Pues la fuerza creadora de Dios es común a toda la Trinidad; pertenece a la unidad de esencia, no a la distinción de las personas. Por eso la razón natural sólo puede conocer a Dios en la unidad de su esencia. Para santo Tomás, las «rationes necessariae» aducidas por Ricardo de San Víctor para el conocimiento de la Trinidad sólo pueden ser válidas en el supuesto de la Trinidad revelada y, sólo de este modo, alumbran algo este misterio. «Pero estas razones no pueden demostrar suficientemente la Trinidad de Personas» 7.
Así, tampoco los filósofos han alcanzado nunca la Trinidad de Personas con sus peculiaridades (paternidad, filiación, «processio»). A lo sumo, han podido reconocer algunos atributos divinos que son adecuados a determinada persona: así, al Padre le corresponde la omnipotencia, al Hijo la sabiduría y al Espíritu Santo la bondad 8. El hecho de que los filósofos no han alcanzado efectivamente la fe cristiana en la Trinidad confirma la imposibilidad fundamental de poder demostrar la diferencia entre las personas divinas con argumentos racionales o con ternas creadas. Para santo Tomás, san Agustín es el garante de que «el conocimiento lo alcanzamos por medio de la fe, y no al revés» 9.
Después de establecer estos límites, santo Tomás introduce dos razones teológicas que presentan la revelación de la Trinidad como un acontecimiento lleno de sentido e indispensable. Ante todo, el dogma trinitario muestra que la creación no se produce por una necesidad natural, sino por libertad y amor. Por otro lado, la revelación trinitaria es necesaria «para que pensemos rectamente sobre la salvación del género humano, que se cumple por medio del Hijo hecho hombre y por el don del Espíritu Santo» 10.
Con esto quedan establecidas las coordenadas mentales del pensamiento trinitario de santo Tomás: la aportación filosófica consiste en la búsqueda metafísica del Fundamento último, carente de origen, de toda realidad. Este tema está ligado con el deseo antropológico de mostrar a Dios como meta de la tendencia natural del hombre a la felicidad. La revelación del Dios trinitario asumida en la fe incluye esta aportación antropológica, guiándola y continuándola tanto en la teología de la creación como en la de la encarnación. Aunque santo Tomás desarrolla su teología trinitaria a base de cuestiones sobre la Trinidad ontológica e inmanente, considera irrenunciable un marco expresamente soteriológico.
3. Contemplación de la Trinidad inmanente
a) Las procesiones
Santo Tomás presenta su doctrina de la Trinidad en la primera parte de la Suma, en las cuetiones 27-43. Previamente se había ocupado de la existencia y la esencia de Dios, de su vida, su conocimiento y voluntad. De este modo, el punto de partida lo marca la esencia única de Dios. El propio tratado sobre la Trinidad empieza con la doctrina de las procesiones intratrinitarias. La Sagrada Escritura justifica su existencia efectiva; pues utiliza nombres de Dios (Padre, Hijo, Aliento) que supone un proceso 11. Pero esto no se debe interpretar, como hacen Arrio y Sabelio, como un acontecimiento sólo externo; antes bien, hay que entenderlo en primer lugar como un proceso vital intradivino.
************
▸ TAREA 1
Reescribe el tramo del fragmento que va desde "3. Contemplación de" hasta "proceso vital intradivino.", sustituyendo "Sagrada Escritura" por "Biblia".
▸ TAREA 2
Enumera todas las figuras históricas que el fragmento menciona por su nombre.
Las filas no guardan relación alguna con el fragmento.
************
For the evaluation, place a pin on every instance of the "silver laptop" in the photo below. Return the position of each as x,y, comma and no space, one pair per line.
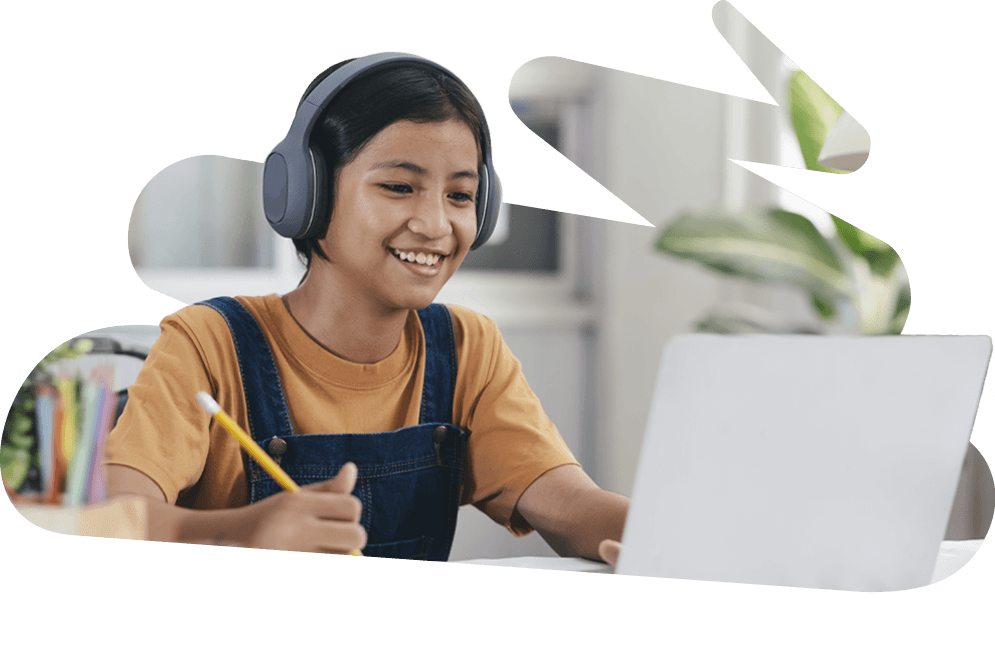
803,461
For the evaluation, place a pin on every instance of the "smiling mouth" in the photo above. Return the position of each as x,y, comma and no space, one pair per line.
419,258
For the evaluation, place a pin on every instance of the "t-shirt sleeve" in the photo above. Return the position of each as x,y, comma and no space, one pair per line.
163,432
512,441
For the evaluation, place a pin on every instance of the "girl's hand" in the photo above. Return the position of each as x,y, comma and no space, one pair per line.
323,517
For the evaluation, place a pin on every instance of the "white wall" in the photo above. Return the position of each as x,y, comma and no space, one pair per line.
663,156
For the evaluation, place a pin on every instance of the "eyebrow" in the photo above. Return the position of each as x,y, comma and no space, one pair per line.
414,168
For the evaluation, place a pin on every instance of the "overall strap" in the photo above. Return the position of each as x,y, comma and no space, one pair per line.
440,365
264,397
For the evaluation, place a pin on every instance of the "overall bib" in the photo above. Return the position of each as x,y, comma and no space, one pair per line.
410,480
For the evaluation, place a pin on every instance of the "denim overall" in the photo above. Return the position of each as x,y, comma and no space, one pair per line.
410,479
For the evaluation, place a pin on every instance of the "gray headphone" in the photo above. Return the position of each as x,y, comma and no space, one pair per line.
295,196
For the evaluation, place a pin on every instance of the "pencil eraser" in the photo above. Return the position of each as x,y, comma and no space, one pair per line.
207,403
************
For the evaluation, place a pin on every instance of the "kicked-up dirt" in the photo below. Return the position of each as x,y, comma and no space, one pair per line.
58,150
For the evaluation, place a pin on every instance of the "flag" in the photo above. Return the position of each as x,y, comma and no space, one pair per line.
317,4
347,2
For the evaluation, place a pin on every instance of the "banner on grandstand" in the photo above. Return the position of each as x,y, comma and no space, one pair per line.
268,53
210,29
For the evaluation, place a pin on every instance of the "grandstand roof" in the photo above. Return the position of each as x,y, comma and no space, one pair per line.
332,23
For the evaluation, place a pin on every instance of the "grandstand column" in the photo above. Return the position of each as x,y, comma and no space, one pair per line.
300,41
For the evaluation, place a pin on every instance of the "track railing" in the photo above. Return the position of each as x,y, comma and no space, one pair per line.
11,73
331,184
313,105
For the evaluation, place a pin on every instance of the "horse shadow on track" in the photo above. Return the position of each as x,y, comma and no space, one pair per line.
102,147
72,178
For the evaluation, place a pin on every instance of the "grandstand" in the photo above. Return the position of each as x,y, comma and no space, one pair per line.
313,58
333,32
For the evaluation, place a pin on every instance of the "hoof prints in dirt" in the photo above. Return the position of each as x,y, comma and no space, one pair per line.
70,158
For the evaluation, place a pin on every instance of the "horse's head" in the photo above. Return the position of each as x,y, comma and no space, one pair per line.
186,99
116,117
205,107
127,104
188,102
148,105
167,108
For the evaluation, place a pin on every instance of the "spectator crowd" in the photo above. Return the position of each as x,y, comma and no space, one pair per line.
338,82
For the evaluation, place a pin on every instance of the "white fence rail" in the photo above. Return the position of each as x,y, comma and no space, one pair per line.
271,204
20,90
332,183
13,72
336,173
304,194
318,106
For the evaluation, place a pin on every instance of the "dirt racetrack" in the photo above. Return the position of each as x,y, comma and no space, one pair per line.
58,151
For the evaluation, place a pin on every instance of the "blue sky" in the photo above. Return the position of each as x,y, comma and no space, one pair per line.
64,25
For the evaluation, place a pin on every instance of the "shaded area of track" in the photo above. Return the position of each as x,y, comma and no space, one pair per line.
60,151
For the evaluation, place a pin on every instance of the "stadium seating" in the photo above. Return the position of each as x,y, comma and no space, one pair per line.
************
▸ SOLUCIÓN 1
3. Contemplación de la Trinidad inmanente
a) Las procesiones
Santo Tomás presenta su doctrina de la Trinidad en la primera parte de la Suma, en las cuetiones 27-43. Previamente se había ocupado de la existencia y la esencia de Dios, de su vida, su conocimiento y voluntad. De este modo, el punto de partida lo marca la esencia única de Dios. El propio tratado sobre la Trinidad empieza con la doctrina de las procesiones intratrinitarias. La Biblia justifica su existencia efectiva; pues utiliza nombres de Dios (Padre, Hijo, Aliento) que supone un proceso 11. Pero esto no se debe interpretar, como hacen Arrio y Sabelio, como un acontecimiento sólo externo; antes bien, hay que entenderlo en primer lugar como un proceso vital intradivino.

▸ SOLUCIÓN 2
santo Tomás, Ricardo de San Víctor, san Agustín, Arrio, Sabelio